▼

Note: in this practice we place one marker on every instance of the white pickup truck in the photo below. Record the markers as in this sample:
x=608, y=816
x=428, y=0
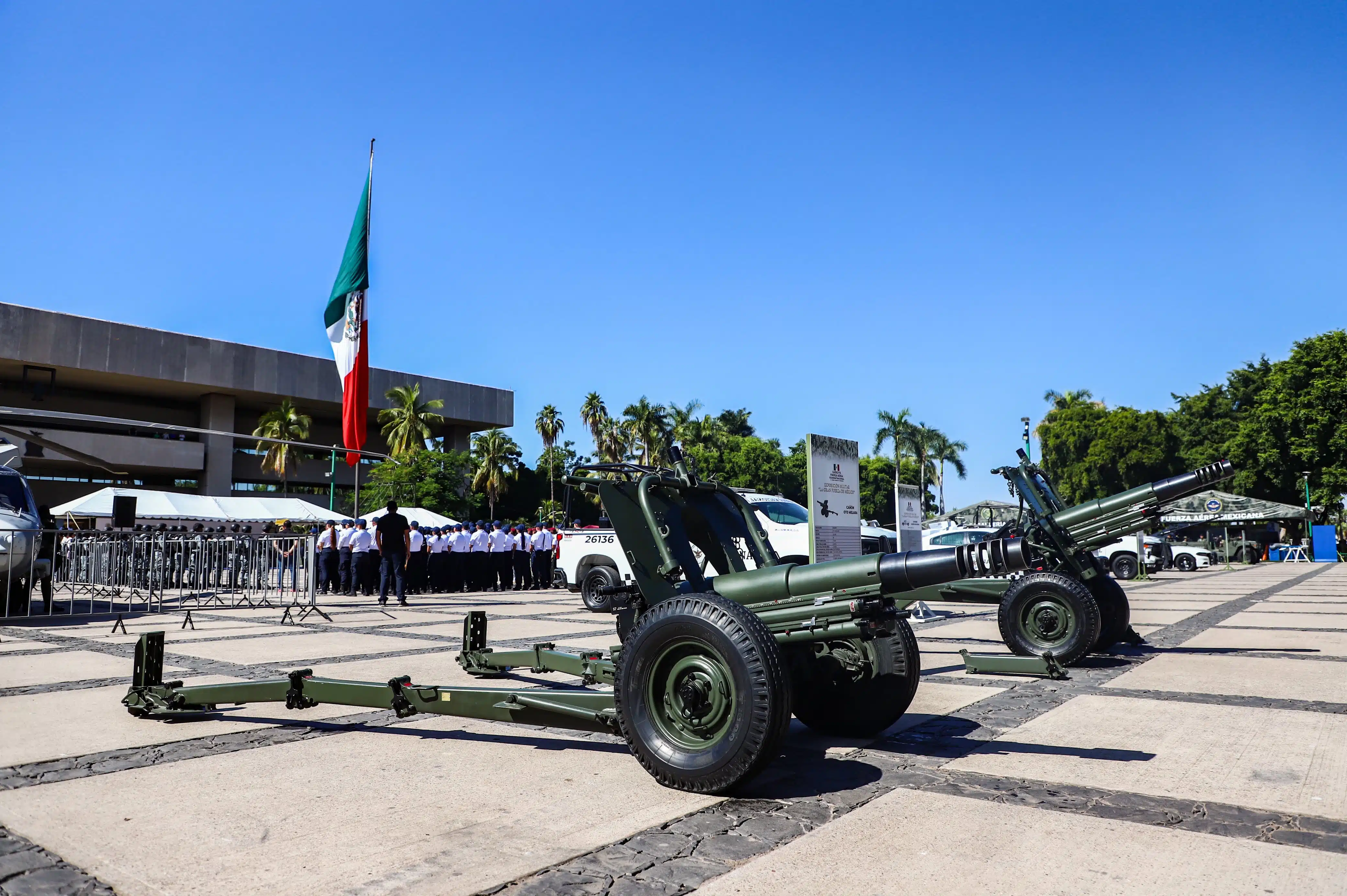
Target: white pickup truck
x=1121, y=557
x=588, y=560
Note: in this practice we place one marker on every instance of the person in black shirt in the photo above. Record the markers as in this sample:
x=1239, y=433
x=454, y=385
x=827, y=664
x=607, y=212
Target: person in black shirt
x=392, y=537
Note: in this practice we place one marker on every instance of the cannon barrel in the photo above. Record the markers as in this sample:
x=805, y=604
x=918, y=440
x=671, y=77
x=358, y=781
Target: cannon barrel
x=1096, y=523
x=883, y=573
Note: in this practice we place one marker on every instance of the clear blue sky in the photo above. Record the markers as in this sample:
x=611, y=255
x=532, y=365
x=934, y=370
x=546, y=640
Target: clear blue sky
x=811, y=211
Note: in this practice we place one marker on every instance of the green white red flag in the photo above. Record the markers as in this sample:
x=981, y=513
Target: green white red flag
x=348, y=324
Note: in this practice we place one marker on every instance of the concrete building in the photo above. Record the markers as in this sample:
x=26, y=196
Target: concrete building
x=68, y=363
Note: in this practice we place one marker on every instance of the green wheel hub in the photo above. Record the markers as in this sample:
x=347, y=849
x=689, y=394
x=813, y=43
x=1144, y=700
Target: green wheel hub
x=1047, y=620
x=692, y=694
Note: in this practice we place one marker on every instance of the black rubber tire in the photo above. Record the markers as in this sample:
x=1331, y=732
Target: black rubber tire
x=1046, y=589
x=1125, y=566
x=834, y=702
x=1115, y=611
x=758, y=717
x=17, y=600
x=594, y=580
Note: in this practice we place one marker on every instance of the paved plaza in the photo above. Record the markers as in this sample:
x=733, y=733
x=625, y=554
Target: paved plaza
x=1211, y=760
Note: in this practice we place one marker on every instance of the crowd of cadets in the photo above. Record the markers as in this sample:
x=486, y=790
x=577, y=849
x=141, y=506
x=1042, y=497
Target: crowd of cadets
x=465, y=557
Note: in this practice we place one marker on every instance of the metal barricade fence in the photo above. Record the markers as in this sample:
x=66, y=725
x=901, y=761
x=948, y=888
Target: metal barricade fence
x=80, y=572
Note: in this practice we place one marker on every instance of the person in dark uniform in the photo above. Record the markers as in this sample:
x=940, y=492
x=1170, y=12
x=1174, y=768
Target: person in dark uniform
x=392, y=538
x=344, y=566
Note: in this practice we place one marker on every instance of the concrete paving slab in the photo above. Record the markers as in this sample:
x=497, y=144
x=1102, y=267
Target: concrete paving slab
x=173, y=635
x=438, y=806
x=64, y=666
x=1280, y=760
x=1159, y=618
x=1247, y=676
x=531, y=610
x=300, y=647
x=604, y=642
x=1271, y=619
x=13, y=644
x=1307, y=607
x=976, y=630
x=1271, y=639
x=44, y=727
x=392, y=618
x=510, y=630
x=912, y=843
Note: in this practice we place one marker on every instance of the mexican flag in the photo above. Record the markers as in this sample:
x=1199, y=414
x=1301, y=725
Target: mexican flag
x=348, y=325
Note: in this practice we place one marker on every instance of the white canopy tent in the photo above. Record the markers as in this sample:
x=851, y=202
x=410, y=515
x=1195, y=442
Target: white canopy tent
x=174, y=506
x=419, y=515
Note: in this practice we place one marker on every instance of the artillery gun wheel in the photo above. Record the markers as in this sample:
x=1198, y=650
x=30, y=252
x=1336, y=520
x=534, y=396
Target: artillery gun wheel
x=855, y=688
x=702, y=693
x=1050, y=612
x=1115, y=611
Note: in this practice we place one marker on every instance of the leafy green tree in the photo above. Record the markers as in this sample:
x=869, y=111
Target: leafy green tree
x=282, y=422
x=649, y=426
x=406, y=425
x=736, y=422
x=496, y=463
x=550, y=426
x=594, y=416
x=945, y=451
x=433, y=480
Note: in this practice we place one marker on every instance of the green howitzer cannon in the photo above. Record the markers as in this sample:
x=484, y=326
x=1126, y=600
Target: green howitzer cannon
x=721, y=642
x=1067, y=606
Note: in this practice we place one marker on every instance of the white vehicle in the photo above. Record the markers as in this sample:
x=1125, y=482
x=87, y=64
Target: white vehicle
x=589, y=560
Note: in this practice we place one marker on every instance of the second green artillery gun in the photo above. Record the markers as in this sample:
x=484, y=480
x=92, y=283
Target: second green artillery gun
x=710, y=667
x=1067, y=606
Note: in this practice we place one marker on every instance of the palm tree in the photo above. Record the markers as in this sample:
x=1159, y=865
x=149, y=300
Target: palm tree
x=944, y=451
x=894, y=428
x=650, y=426
x=594, y=416
x=1063, y=401
x=409, y=421
x=496, y=461
x=681, y=420
x=613, y=441
x=550, y=425
x=283, y=422
x=919, y=440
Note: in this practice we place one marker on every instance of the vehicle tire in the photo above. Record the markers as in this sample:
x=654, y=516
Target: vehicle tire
x=17, y=600
x=1115, y=612
x=594, y=580
x=702, y=694
x=1050, y=612
x=855, y=688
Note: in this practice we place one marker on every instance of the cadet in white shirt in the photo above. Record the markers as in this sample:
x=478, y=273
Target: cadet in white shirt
x=361, y=542
x=344, y=572
x=328, y=569
x=479, y=561
x=460, y=542
x=417, y=557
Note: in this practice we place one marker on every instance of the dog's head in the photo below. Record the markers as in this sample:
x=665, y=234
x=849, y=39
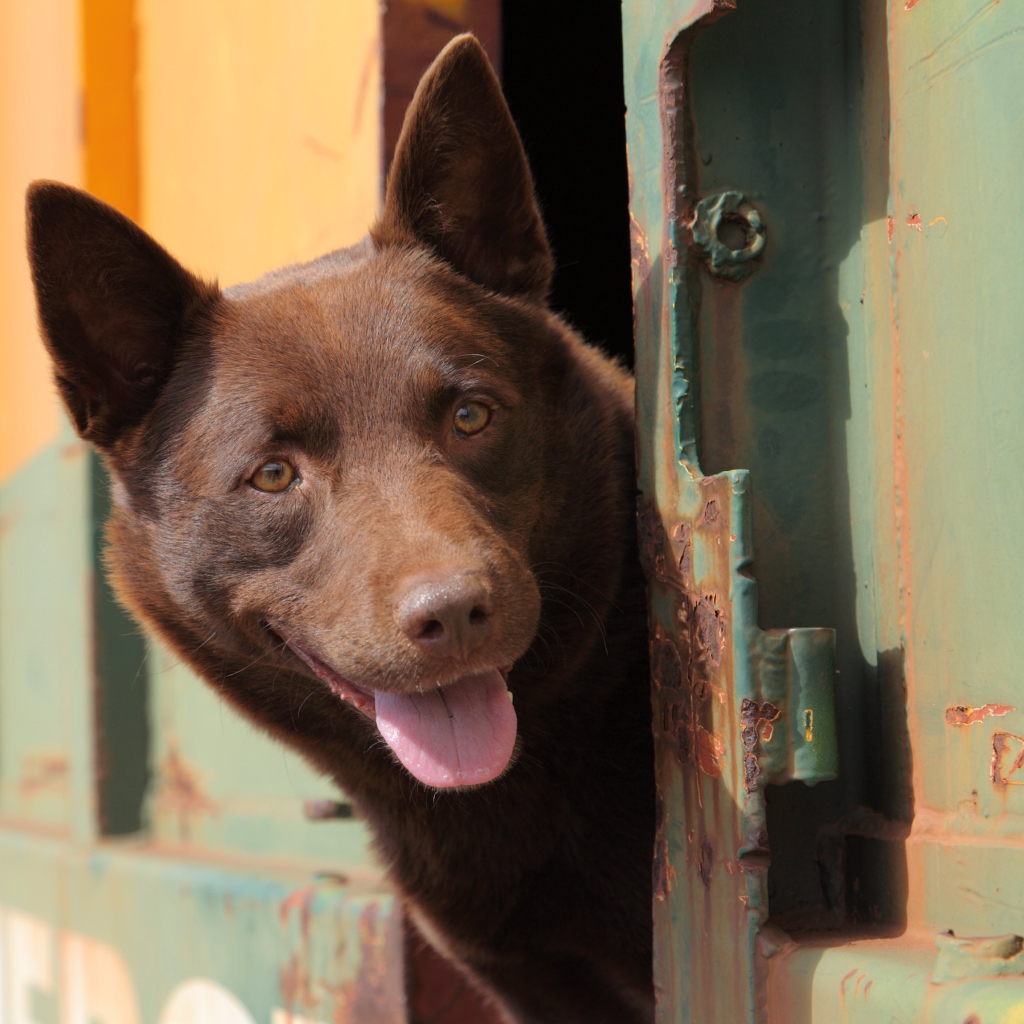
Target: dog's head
x=336, y=481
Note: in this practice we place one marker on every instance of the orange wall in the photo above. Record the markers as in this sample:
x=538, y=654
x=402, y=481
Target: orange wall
x=260, y=133
x=243, y=134
x=39, y=137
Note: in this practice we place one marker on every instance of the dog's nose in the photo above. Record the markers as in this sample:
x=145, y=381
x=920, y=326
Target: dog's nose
x=448, y=616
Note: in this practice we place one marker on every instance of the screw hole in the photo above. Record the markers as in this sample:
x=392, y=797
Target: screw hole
x=734, y=231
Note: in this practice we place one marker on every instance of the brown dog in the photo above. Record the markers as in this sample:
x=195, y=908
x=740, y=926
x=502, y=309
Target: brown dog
x=391, y=488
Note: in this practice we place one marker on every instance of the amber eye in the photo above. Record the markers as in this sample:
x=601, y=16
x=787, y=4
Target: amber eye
x=471, y=418
x=273, y=476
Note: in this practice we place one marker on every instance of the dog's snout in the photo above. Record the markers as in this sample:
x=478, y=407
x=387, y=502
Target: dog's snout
x=445, y=615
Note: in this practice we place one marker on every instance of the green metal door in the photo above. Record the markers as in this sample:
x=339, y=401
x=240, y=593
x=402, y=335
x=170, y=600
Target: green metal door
x=825, y=201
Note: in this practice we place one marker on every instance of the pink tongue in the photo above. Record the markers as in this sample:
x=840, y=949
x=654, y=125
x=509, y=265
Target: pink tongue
x=462, y=735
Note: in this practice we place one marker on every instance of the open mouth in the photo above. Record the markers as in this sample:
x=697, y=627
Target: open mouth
x=459, y=734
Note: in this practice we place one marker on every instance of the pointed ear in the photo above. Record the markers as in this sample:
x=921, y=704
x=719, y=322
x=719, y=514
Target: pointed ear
x=460, y=183
x=113, y=305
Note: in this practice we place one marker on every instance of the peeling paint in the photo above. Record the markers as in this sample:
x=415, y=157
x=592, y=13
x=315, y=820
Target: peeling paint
x=965, y=715
x=1008, y=759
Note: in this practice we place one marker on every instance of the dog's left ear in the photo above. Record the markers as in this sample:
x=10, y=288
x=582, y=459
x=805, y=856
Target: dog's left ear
x=460, y=182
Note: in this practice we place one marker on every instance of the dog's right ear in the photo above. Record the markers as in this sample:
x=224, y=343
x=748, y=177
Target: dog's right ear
x=113, y=305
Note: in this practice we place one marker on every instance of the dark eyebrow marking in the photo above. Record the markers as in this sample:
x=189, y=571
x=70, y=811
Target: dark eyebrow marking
x=309, y=429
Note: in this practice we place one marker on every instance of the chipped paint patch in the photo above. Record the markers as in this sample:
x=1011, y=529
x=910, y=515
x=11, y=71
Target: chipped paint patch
x=1008, y=759
x=965, y=715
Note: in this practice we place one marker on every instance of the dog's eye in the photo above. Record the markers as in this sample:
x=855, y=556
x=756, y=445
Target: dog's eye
x=273, y=476
x=471, y=418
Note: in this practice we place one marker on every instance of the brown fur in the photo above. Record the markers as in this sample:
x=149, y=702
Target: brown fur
x=539, y=883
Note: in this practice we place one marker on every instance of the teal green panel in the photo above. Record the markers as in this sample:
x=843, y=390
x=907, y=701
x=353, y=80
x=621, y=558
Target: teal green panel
x=114, y=935
x=45, y=651
x=218, y=782
x=122, y=689
x=956, y=254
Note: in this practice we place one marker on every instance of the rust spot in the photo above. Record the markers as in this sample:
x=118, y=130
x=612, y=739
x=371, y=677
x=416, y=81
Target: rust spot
x=964, y=715
x=752, y=772
x=710, y=751
x=639, y=254
x=706, y=861
x=753, y=715
x=1007, y=748
x=665, y=873
x=180, y=793
x=710, y=630
x=44, y=773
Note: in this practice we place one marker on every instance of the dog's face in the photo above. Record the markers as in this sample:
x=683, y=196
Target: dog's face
x=341, y=471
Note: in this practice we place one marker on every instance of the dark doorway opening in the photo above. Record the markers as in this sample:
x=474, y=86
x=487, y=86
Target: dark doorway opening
x=562, y=74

▲

| WHAT YOU SHOULD DO |
Can you rewrite the rows from the line with "black shirt in" up to and including the line with "x=883, y=573", changing "cannon barrel" to "artillery barrel" and leaving everything else as it is?

| RESULT OF THIS EXERCISE |
Note: in this practice we place one marker on every instance of the person in black shirt in the photo above. Record the markers as in this sample:
x=1239, y=433
x=454, y=385
x=827, y=664
x=607, y=212
Target: person in black shirt
x=392, y=537
Note: in this practice we place one marker on every instance of the artillery barrel in the photo above. Record the markers as in this sample:
x=805, y=604
x=918, y=440
x=671, y=77
x=358, y=781
Target: artillery barrel
x=1096, y=523
x=883, y=573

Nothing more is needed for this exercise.